** THE TASK **
Output, please, every line from the line that holds "the green foliage" to the end, exactly as written.

═════ RECORDS PROVIDED ═════

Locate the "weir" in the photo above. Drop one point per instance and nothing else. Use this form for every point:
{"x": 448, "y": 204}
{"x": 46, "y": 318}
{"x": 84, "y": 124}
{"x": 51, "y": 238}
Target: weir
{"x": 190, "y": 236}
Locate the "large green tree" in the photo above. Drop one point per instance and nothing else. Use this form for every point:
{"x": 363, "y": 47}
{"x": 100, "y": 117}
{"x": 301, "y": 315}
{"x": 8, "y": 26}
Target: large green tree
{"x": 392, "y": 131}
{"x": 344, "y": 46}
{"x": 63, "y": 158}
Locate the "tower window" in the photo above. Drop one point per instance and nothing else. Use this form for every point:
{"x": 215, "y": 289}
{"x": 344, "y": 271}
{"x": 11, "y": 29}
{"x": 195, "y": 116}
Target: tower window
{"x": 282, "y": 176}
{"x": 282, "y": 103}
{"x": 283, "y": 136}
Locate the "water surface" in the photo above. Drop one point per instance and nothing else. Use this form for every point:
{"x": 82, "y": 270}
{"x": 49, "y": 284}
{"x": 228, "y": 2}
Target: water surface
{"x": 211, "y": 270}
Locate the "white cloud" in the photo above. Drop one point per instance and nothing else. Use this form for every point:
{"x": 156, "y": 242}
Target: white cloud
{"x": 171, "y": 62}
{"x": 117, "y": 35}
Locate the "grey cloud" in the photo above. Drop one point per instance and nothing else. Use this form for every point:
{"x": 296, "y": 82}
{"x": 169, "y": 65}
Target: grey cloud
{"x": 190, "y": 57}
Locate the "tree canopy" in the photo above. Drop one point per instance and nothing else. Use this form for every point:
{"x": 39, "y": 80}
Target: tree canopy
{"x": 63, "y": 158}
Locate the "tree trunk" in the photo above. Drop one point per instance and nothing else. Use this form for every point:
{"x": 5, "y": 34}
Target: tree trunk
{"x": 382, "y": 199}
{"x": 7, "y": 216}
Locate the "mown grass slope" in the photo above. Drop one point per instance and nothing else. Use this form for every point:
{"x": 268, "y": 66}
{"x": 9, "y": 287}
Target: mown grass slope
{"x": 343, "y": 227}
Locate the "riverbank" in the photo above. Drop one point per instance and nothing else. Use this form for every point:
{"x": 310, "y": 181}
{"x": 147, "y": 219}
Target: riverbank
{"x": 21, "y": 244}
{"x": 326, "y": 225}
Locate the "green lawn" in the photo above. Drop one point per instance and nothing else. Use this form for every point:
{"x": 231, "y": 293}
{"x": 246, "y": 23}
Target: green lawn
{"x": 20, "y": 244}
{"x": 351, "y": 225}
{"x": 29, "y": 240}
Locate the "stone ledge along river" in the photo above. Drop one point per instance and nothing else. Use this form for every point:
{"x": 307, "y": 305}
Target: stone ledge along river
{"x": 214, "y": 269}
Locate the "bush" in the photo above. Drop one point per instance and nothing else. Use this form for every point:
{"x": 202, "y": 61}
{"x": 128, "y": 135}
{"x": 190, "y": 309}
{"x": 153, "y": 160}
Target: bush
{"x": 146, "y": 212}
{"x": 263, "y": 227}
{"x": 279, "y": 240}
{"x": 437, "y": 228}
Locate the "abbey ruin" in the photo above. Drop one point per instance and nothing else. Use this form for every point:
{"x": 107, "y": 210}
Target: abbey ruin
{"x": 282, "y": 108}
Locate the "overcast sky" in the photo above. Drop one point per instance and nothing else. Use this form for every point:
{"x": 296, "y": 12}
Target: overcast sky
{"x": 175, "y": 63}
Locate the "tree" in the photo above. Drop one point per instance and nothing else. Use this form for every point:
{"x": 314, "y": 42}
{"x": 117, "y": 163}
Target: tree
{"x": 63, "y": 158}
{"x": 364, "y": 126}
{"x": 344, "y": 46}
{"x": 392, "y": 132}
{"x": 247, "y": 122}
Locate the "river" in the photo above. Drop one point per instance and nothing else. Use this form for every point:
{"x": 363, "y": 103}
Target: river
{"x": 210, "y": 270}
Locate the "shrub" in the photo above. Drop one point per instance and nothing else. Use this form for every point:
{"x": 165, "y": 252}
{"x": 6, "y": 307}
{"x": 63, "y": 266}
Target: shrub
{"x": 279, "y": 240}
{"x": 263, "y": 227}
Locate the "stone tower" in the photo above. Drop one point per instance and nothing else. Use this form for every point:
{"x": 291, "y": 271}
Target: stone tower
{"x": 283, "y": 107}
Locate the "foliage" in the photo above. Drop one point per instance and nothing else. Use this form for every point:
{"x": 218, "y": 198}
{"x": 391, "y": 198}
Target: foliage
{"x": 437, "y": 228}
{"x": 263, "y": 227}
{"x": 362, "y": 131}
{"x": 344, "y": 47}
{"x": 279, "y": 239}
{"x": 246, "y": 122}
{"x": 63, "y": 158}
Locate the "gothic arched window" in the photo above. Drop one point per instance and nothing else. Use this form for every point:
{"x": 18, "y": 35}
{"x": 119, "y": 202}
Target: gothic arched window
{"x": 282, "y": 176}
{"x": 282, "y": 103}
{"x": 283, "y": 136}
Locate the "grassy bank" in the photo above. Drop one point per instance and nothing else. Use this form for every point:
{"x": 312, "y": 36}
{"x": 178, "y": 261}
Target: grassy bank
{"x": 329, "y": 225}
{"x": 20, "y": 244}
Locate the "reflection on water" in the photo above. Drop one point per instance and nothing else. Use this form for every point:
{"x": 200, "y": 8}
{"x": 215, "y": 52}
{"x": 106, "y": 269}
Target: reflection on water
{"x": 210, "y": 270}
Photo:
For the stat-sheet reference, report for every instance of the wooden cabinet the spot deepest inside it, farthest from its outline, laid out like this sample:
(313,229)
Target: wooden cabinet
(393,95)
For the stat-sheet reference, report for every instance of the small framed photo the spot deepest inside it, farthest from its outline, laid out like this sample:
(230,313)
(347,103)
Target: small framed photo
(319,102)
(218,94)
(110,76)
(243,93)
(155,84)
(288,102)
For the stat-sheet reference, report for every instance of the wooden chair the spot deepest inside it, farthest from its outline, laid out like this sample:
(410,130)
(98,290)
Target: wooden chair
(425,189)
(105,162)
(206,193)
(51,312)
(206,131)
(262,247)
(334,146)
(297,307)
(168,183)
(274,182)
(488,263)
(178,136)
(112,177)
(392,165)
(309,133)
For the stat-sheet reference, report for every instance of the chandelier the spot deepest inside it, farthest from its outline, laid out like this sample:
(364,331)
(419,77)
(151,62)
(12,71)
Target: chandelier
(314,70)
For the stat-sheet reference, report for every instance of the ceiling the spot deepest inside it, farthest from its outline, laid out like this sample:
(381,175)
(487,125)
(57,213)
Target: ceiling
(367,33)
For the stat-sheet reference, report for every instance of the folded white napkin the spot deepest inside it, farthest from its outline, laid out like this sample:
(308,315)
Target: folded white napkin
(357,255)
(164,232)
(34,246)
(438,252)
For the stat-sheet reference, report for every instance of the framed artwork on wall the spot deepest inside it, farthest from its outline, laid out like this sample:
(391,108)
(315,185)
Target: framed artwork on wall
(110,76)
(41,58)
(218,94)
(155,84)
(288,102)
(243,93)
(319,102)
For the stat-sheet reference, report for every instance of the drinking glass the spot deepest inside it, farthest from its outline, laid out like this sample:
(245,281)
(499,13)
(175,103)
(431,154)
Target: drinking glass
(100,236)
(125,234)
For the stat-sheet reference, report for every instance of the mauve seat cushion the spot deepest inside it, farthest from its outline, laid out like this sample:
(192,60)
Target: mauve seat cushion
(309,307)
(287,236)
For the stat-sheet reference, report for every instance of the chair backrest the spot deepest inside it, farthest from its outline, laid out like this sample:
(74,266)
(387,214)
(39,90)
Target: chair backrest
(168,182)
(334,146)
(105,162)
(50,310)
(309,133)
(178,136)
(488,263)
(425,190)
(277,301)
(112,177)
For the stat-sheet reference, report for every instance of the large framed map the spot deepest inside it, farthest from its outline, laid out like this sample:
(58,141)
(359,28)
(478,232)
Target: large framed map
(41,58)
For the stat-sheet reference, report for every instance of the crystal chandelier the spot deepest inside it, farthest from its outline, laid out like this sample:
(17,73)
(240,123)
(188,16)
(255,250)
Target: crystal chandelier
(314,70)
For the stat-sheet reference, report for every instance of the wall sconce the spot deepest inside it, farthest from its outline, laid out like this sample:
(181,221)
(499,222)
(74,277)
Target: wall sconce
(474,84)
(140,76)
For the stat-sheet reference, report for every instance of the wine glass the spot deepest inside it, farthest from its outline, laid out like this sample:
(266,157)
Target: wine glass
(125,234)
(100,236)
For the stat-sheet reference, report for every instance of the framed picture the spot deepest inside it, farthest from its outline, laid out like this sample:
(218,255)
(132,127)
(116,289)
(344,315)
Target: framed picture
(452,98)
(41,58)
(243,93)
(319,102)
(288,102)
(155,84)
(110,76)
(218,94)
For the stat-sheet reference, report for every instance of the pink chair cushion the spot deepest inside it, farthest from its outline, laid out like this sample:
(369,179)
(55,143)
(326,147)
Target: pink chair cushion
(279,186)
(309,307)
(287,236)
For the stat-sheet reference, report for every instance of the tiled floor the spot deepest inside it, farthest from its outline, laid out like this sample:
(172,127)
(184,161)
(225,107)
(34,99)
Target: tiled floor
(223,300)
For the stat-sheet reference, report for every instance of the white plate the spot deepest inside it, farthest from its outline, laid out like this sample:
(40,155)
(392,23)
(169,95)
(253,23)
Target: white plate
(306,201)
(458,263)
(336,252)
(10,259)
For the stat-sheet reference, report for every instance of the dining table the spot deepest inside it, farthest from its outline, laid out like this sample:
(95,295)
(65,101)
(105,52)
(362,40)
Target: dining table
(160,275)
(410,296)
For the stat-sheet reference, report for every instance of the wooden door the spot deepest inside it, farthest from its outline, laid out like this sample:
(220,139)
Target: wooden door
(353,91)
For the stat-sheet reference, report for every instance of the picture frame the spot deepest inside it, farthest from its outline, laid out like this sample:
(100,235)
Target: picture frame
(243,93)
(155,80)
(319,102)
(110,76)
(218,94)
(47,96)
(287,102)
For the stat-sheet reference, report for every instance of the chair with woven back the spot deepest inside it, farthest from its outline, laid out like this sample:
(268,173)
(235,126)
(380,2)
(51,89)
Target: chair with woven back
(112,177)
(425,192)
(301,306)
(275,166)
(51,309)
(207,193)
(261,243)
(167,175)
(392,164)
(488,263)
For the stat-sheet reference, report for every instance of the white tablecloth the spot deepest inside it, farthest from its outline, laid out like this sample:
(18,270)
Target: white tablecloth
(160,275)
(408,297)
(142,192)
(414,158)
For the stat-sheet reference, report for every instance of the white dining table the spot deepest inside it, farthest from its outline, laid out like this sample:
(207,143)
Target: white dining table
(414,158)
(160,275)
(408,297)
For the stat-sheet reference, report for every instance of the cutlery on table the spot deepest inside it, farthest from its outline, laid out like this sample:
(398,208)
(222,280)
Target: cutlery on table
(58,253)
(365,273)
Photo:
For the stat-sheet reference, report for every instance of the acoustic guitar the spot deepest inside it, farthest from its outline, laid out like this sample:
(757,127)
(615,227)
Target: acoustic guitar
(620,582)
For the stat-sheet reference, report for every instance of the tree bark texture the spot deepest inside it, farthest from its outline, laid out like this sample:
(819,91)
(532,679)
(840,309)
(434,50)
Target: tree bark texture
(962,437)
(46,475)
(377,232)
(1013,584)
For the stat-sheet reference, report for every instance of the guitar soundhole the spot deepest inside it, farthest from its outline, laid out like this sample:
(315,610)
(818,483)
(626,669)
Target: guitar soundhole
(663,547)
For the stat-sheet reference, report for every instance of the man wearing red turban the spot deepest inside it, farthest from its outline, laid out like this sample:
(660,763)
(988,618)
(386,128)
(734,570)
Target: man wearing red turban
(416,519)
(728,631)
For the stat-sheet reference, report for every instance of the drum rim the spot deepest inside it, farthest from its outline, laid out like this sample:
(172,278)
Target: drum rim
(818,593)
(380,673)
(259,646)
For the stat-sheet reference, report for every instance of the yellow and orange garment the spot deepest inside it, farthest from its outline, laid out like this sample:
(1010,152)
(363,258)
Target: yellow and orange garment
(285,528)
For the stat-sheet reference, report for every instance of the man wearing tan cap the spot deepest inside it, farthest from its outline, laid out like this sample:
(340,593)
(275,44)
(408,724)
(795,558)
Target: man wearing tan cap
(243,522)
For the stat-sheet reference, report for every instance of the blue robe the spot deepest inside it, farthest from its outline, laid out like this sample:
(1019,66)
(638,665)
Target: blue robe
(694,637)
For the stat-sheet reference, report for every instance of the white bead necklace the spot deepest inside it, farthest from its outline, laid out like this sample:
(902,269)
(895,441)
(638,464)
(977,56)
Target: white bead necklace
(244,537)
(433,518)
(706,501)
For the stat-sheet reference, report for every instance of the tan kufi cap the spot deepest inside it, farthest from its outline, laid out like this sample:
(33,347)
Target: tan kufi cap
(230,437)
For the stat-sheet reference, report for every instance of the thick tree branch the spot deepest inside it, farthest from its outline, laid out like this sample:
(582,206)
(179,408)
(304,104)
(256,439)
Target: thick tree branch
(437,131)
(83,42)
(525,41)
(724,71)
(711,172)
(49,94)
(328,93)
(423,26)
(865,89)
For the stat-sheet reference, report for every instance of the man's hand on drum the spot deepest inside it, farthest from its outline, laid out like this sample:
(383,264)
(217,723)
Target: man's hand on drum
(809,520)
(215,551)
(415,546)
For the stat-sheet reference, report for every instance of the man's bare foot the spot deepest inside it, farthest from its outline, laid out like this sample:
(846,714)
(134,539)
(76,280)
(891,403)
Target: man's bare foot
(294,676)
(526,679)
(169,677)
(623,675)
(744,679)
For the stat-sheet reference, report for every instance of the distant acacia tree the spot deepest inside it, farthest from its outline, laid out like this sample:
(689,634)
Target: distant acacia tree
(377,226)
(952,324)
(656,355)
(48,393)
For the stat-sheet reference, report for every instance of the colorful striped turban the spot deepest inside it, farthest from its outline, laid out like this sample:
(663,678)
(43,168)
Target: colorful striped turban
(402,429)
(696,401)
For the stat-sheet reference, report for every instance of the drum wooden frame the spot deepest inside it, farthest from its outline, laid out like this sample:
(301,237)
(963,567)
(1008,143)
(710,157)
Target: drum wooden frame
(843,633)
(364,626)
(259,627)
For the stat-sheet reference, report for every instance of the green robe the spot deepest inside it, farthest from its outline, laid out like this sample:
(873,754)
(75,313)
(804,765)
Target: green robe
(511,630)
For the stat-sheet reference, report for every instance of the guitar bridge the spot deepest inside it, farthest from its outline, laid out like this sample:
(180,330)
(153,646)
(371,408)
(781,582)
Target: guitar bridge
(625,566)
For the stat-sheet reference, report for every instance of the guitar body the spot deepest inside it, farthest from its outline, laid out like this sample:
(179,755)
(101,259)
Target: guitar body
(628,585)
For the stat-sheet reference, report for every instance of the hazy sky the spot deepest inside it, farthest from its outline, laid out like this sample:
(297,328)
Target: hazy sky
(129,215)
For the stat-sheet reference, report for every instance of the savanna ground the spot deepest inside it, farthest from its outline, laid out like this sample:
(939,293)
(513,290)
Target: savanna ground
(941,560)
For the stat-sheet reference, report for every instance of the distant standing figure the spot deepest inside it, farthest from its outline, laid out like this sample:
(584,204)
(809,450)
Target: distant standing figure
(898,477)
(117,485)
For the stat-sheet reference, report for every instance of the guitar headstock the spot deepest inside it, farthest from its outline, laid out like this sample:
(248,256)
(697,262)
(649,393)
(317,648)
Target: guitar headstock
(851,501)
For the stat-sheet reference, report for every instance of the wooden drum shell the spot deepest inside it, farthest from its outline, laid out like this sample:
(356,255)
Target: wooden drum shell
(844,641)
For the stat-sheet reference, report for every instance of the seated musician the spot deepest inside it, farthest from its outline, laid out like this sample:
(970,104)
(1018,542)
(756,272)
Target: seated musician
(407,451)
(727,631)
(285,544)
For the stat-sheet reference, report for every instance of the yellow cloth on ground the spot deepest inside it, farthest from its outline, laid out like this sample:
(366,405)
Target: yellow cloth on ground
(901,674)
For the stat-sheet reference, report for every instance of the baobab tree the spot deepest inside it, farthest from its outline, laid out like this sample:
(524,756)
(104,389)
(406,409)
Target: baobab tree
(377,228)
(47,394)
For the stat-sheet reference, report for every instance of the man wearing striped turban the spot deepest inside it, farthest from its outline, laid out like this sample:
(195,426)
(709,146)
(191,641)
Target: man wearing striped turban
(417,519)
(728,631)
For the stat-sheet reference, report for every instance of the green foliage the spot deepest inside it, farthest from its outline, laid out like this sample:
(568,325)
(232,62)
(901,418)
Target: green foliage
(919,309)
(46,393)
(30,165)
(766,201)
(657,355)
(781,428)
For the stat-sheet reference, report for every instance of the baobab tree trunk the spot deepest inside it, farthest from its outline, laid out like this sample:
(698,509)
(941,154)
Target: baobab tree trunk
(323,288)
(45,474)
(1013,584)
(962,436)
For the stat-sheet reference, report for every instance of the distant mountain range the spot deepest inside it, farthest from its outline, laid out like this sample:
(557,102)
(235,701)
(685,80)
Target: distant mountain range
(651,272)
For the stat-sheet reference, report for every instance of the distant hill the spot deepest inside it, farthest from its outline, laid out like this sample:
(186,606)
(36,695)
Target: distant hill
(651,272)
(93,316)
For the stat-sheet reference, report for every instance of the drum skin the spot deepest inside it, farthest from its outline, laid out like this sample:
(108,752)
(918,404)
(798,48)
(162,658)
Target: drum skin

═════

** CORRECT RESULT **
For the stat-sheet reference, report for every instance of the green foliage the spot deepest inside it, farthest from its outline, laid out like this sample:
(568,325)
(232,62)
(901,418)
Target: green foliage
(919,309)
(46,393)
(30,165)
(766,201)
(657,355)
(781,428)
For the stat-sheet reference, report for every instance of the baobab tree trunk the spot deepest inside it, farthest from its outline, laid out like this sample:
(698,509)
(941,154)
Target: baobab tree trunk
(323,288)
(45,474)
(1013,584)
(962,436)
For the stat-sheet reference, report for every instance of the distant mountain range the spot deepest inside it, farthest from its outline, laid out like this sample:
(557,102)
(235,701)
(685,80)
Target: distant mountain range
(651,272)
For the stat-sheet reference, report for every instance of the distant hill the spot deepest inside it, farthest from its outline, laid out like this sample:
(186,606)
(36,695)
Target: distant hill
(651,272)
(93,316)
For the stat-sheet reference, report for every instance of the drum skin the spot deepest inside it, farthest from its outline, laid out like this sample:
(108,752)
(918,404)
(798,48)
(162,658)
Target: drum skin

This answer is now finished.